===== Available data =====
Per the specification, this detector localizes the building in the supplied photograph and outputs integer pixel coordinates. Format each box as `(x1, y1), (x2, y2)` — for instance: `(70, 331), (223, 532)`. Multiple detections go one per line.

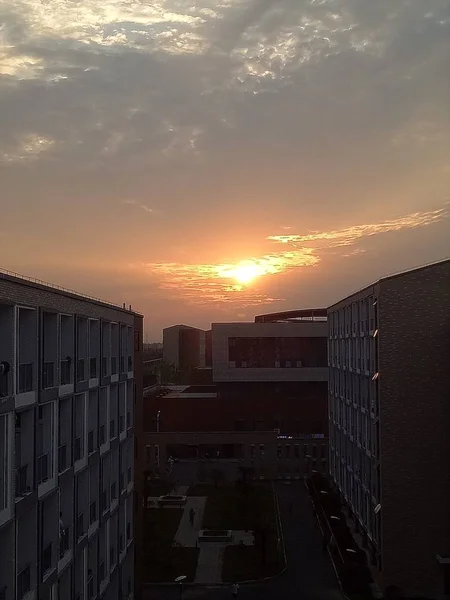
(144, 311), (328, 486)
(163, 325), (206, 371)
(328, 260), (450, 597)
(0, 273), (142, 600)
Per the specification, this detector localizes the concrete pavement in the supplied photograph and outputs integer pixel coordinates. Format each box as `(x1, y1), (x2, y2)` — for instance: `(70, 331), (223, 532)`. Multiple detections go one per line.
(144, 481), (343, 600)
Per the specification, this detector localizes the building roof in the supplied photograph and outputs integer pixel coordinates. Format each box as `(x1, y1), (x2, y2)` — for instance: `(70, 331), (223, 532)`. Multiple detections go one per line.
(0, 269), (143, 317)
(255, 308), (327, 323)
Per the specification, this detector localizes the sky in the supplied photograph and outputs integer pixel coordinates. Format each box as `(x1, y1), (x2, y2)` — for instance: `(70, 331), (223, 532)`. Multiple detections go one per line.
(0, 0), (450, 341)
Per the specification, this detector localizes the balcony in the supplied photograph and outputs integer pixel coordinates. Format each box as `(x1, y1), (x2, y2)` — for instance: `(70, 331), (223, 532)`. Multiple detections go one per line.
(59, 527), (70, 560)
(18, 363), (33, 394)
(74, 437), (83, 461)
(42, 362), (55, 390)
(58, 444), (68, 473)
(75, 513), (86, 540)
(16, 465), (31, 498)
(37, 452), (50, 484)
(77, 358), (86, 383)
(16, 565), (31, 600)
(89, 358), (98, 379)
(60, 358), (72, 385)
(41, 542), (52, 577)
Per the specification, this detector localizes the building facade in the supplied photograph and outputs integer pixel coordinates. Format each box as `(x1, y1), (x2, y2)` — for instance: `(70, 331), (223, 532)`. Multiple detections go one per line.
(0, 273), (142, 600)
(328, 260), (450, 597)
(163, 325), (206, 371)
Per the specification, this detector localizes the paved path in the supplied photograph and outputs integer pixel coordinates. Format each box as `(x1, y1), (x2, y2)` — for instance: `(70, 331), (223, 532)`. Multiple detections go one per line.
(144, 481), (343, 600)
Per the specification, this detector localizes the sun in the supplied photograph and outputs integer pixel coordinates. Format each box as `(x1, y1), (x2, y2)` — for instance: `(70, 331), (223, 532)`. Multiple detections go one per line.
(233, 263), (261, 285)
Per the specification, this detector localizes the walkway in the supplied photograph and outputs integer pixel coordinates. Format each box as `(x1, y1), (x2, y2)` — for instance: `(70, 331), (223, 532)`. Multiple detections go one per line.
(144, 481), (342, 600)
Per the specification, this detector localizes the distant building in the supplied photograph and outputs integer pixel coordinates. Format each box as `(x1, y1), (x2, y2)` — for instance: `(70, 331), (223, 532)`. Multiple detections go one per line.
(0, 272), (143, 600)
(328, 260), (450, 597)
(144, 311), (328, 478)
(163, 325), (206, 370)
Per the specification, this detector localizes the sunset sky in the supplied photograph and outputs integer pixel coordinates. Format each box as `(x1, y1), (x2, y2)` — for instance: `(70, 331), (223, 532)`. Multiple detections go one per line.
=====
Render every line of the entries above as a numbered list, skipping blank lines. Leave the pictures out of your answer.

1. Per the specification, this detector localizes the building in the supplied photograph and outputs integer pixel coordinates. Format each box as `(x1, y1), (x2, y2)` — for instance: `(70, 331), (223, 532)`. Multiple detections go one per line.
2. (144, 311), (328, 486)
3. (163, 325), (206, 371)
4. (328, 260), (450, 597)
5. (0, 273), (142, 600)
6. Per the specification, this detector localizes the concrete pavement in the supplied photograph and outputs integer pixel coordinates. Format each box as `(x1, y1), (x2, y2)` — for instance: `(70, 331), (223, 532)`. Multiple detections go one per line.
7. (144, 481), (343, 600)
8. Per the specification, this detector localizes the building roof in the supplied photograph and outputs integer pixel coordinates. Format each box as `(x1, y1), (x2, y2)` — for instance: `(70, 331), (223, 532)`. Multiple detections go one per line.
9. (0, 269), (143, 317)
10. (255, 308), (327, 323)
11. Per the specification, this detector localizes the sky in the supplied photograph and outputs integer pixel coordinates. Format each box as `(x1, y1), (x2, y2)` — for instance: `(70, 331), (223, 532)`. Multiple detections go one per line.
12. (0, 0), (450, 341)
13. Per the specification, this detector localizes the balcony in the supplied photograph and outputs integer pixel coordinates. Format each box as `(x1, y1), (x2, y2)` — for instance: `(70, 331), (223, 532)`. Multiple detections go one per line.
14. (59, 527), (70, 560)
15. (18, 363), (33, 394)
16. (74, 437), (83, 461)
17. (42, 362), (55, 390)
18. (58, 444), (68, 473)
19. (75, 513), (86, 540)
20. (16, 465), (31, 498)
21. (37, 452), (50, 484)
22. (77, 358), (86, 383)
23. (16, 565), (31, 600)
24. (89, 358), (98, 379)
25. (60, 358), (72, 385)
26. (41, 542), (52, 577)
27. Per the specification, this detector localizes the building facade in the supplied photograph and outputs integer pixel coordinates. Format each box as `(x1, y1), (x2, y2)` — for instance: `(70, 331), (223, 532)`. Multiple detections go one per line.
28. (0, 273), (142, 600)
29. (328, 260), (450, 597)
30. (163, 325), (206, 371)
31. Per the specification, this detector localizes the paved path in the supplied photograph and outputs integer pixel coordinates. Format each box as `(x1, y1), (x2, y2)` — for instance: `(70, 331), (223, 532)`. Multiple detections go one per line.
32. (144, 481), (343, 600)
33. Per the specification, this detector localizes the sun in the supplied photograph and outputs integer pixel coordinates. Format each box as `(x1, y1), (x2, y2)` — for instance: `(70, 331), (223, 532)`. Multiple detections go one per line.
34. (233, 263), (261, 285)
35. Per the specification, this detector localizes the walkway in the supplied photograph and outputs integer pixel coordinates. Format each box as `(x1, y1), (x2, y2)` — for instance: `(70, 331), (223, 532)`. Multiple detections go one per line.
36. (144, 481), (342, 600)
37. Per the specification, this detector localizes the distant building in the supplied photograph and outputs integer pixel coordinates. Format each box as `(x1, y1), (x2, y2)` — for instance: `(70, 331), (223, 532)`. Multiple detections go one per line.
38. (0, 272), (143, 600)
39. (328, 260), (450, 597)
40. (144, 311), (328, 478)
41. (163, 325), (206, 370)
42. Per the specification, this detector localizes the sunset sky in the supplied photograph and outputs integer pixel coordinates. Format each box as `(x1, y1), (x2, y2)` — for instance: `(70, 331), (223, 532)`. Multiple detections go one per line.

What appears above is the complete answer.